[Opening Data excerpts section]
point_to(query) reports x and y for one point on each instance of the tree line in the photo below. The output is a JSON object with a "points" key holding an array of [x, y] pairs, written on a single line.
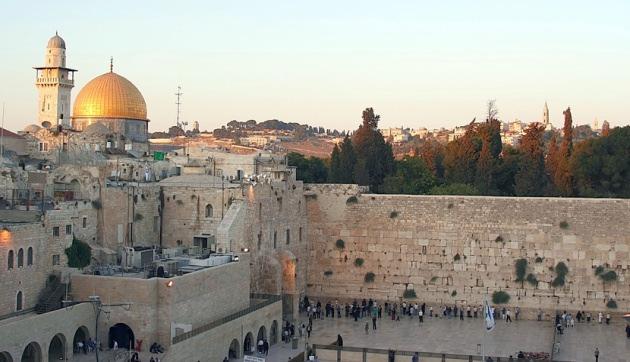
{"points": [[477, 163]]}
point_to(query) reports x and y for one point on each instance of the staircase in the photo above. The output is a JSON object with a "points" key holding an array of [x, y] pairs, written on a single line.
{"points": [[51, 297]]}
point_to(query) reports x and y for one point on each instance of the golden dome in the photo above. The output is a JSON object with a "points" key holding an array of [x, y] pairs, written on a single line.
{"points": [[110, 96]]}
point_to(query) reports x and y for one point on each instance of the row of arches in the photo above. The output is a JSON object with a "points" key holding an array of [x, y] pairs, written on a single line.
{"points": [[250, 344], [20, 258], [57, 349]]}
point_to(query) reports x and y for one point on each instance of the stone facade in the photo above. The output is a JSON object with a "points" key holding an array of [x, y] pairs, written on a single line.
{"points": [[457, 249]]}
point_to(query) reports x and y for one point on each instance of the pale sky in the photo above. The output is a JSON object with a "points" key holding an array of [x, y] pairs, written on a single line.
{"points": [[418, 63]]}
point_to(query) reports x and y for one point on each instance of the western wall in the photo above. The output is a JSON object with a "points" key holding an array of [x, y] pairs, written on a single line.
{"points": [[458, 249]]}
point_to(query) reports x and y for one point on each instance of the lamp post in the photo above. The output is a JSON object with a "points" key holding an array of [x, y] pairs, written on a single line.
{"points": [[98, 306]]}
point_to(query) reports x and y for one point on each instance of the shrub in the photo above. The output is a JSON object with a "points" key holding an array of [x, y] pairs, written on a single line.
{"points": [[531, 279], [520, 270], [409, 294], [500, 297], [599, 270], [608, 276], [79, 254]]}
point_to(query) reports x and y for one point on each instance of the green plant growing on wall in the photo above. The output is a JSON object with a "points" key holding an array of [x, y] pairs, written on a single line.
{"points": [[500, 297], [520, 269], [409, 294], [561, 270], [79, 254], [532, 280]]}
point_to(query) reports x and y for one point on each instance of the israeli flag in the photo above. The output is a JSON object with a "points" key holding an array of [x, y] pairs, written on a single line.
{"points": [[489, 316]]}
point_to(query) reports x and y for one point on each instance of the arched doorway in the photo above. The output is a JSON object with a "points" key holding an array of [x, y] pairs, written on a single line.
{"points": [[248, 344], [262, 334], [273, 333], [57, 348], [122, 334], [5, 357], [234, 351], [81, 335], [32, 353]]}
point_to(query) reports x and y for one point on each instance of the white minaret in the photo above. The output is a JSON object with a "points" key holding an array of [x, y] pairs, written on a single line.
{"points": [[54, 83]]}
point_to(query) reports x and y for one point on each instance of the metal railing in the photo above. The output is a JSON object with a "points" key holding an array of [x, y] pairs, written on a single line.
{"points": [[268, 300]]}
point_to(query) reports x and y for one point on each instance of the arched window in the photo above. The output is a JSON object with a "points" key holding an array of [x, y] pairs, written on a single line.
{"points": [[29, 256], [20, 258], [18, 302], [10, 260]]}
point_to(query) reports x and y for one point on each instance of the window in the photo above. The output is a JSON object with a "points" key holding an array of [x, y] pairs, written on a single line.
{"points": [[18, 302], [20, 258], [10, 260]]}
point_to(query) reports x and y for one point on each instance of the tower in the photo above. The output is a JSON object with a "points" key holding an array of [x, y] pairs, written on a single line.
{"points": [[54, 82]]}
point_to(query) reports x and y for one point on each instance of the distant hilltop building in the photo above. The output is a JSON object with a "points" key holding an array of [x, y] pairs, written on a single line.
{"points": [[109, 113]]}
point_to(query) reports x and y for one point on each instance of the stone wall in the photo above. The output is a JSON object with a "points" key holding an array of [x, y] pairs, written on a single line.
{"points": [[457, 249]]}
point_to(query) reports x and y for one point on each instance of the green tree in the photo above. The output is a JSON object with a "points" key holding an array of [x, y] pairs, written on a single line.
{"points": [[375, 159], [530, 179], [411, 177]]}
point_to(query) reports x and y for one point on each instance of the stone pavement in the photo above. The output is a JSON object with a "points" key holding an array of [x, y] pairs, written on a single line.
{"points": [[438, 335], [579, 343]]}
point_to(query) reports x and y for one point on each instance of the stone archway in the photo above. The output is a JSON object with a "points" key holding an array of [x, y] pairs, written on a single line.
{"points": [[234, 352], [81, 335], [123, 335], [5, 357], [248, 344], [57, 348], [273, 333], [32, 353]]}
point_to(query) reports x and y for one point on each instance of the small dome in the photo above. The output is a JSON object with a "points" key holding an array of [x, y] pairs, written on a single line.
{"points": [[56, 42], [110, 96], [97, 129], [32, 128]]}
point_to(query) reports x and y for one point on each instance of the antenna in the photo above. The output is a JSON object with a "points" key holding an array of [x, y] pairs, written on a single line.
{"points": [[179, 103]]}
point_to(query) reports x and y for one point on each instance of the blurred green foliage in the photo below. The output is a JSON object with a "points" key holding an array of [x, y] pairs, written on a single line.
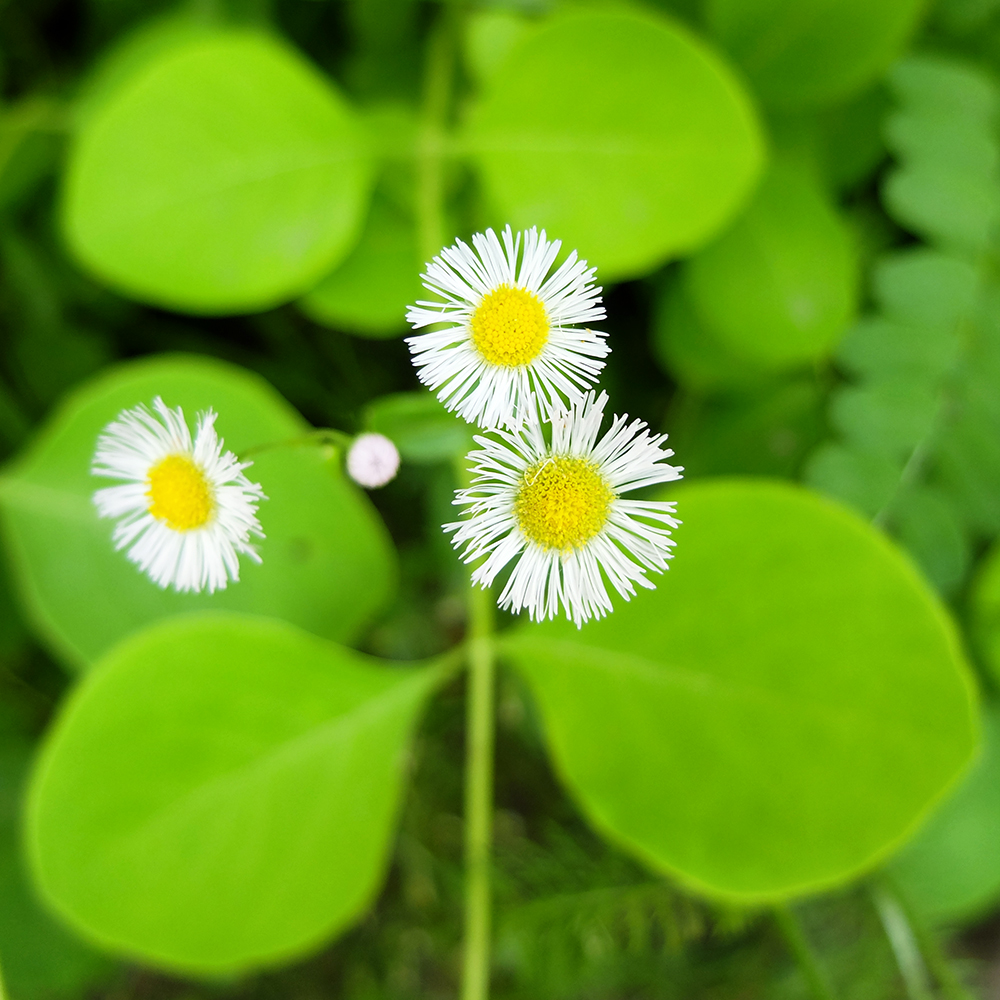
[Closing Data excerpts section]
**Exercise goal**. Please make an exact copy of the records, leaving out any picture.

**Response for this exercise**.
point_to(query) reports x and y for one point on each instance of the tree line in the photo below. The output is a JSON object with a "points" key holding an array of [x, y] pairs, written on a single line.
{"points": [[477, 163]]}
point_to(query) reports x and y for one point on each instance of the staircase in the photo above. The output is a JSON object with a "points" key holding an array of [x, y] pairs, written on a single line.
{"points": [[51, 297]]}
point_to(query) reports x and y for one point on each instance of the golden dome in the photo above. The output is a JSON object with a "points" key holding an array of [x, y] pairs, written on a single line.
{"points": [[110, 96]]}
point_to(query) reports x and y for one point on each instance of the row of arches in the photo above. The output is a JSON object with a "points" key holding an array of [x, y] pairs, written on a single line.
{"points": [[250, 344], [20, 258], [57, 349]]}
point_to(query) reports x and y for one point on each instance of the stone facade in the photo above. The output is a JSON object with a "points" key holding an array of [x, y] pairs, written on a single line.
{"points": [[457, 249]]}
point_to(query) reports x and y for one point on each instance of the pale sky in the photo above. The output is a JSON object with a "points" key holding an array of [x, y] pairs, written on a single line.
{"points": [[418, 63]]}
point_to(query) reports x and y for one point on each instance of the western wall in the photo above. The output is a JSON object with a "points" key holding an array of [x, y] pairs, written on a single line.
{"points": [[458, 249]]}
point_to(query) reports x and y for one point on each instance of the lamp post in the photo above. The output is a JSON object with a "points" key holding an array of [x, y] pairs, written on a single line.
{"points": [[98, 306]]}
point_to(query) reports x and y for one point on each instance of the shrub in the photo above. The output is a JSON object with a "points" key holding an array of [x, y] pairs, written on a single line.
{"points": [[531, 279], [520, 270], [409, 294], [500, 297], [599, 270], [608, 276], [79, 254]]}
point_to(query) reports x and y for one point on each instance of the green plant growing on wall in the photo above. The output is a JSON object with a "points" key holding an array of [x, y] pairs, written on a single line.
{"points": [[500, 297], [520, 269], [409, 294], [561, 270], [79, 254], [532, 280]]}
point_to(query) reports x and y for one point on each instance of the israeli flag in the photo above. The output is a JSON object with a "points" key holding an array of [x, y] pairs, written on a single line.
{"points": [[489, 316]]}
point_to(query) reports x and y for one point on each instance of the arched doorway in the photo above. The output is a JSON object with a "points" key holding an array of [x, y] pairs, written on a single line.
{"points": [[248, 344], [262, 334], [273, 333], [57, 348], [122, 334], [5, 357], [234, 351], [81, 335], [32, 353]]}
point_to(query) reports x and y for one point on each instance of the white minaret in the photo above. The output is a JSON object with a "points" key holding an array of [x, y] pairs, written on a single line.
{"points": [[54, 83]]}
point_to(query) reports x and y for one point on each instance of the metal railing in the photo above. The output is a JSON object with a "points" key holding an array of [x, y] pairs, written on a single line.
{"points": [[268, 300]]}
point_to(query) reports x and y for one point on each instance of the arched window in the photo above. The output is a JSON object with a "points" key holding an array of [x, y] pairs, written on a single line.
{"points": [[29, 256], [20, 258], [18, 302], [10, 260]]}
point_to(query) reports x and y for one point on each instance of the window in the photo above. The output is a JSON object with a "points" key holding an array of [x, y] pairs, written on a single line.
{"points": [[18, 302], [20, 258], [10, 260]]}
point_to(query) reports x and y for one point on each instance of the tower in the photo above. The output is a JSON object with a "points" key holding an array of [x, y] pairs, written on a single line.
{"points": [[54, 82]]}
point_to(query) reports x and y for one point on each instance of the distant hilltop building in the photo above. The output is a JSON object with a "points" key holding an array of [x, y] pairs, written on a single line.
{"points": [[109, 113]]}
point_to(query) reports x and y for one point on each instance of the stone wall in the photo above. The output is a JSON object with a "points" key holding an array of [x, y] pairs, written on a single line.
{"points": [[457, 249]]}
point_to(query) reports x and y for one point on each instance of the green tree in the photo above. The output is a JSON object with a "points" key holding an array of [x, y] pairs, written on a single line.
{"points": [[375, 159], [530, 179], [411, 177]]}
point_to(query) reports x and y for one point on each instance of the stone pavement in the photo above. The output is a JSON object with a "points" key holding an array of [x, y] pairs, written on a single line.
{"points": [[438, 335], [579, 343]]}
point_to(query) reports x and y for one point on each instance of the stone archway in the photo above. The output is a JSON object with a "points" key holding an array of [x, y] pairs, written on a single line.
{"points": [[234, 352], [81, 335], [123, 335], [5, 357], [248, 344], [57, 348], [273, 333], [32, 353]]}
point_to(query) reports x and y for one point on each instance of the small dome in the photo above. The output is a JSON object with a "points" key holding an array of [x, y] pairs, written on a single line.
{"points": [[56, 42], [110, 96], [97, 129], [32, 128]]}
point_to(query) reports x and y for one point on each instance of the antenna in the photo above. The output is a JSON object with a "points" key holding an array of [x, y] pairs, written on a single line.
{"points": [[179, 103]]}
point_to(query) reports x and y for one point on each instance of the blurred green foliage in the photo below. The output is a JSON object with a "points" key holding an array of [x, y] pairs, written on a single line.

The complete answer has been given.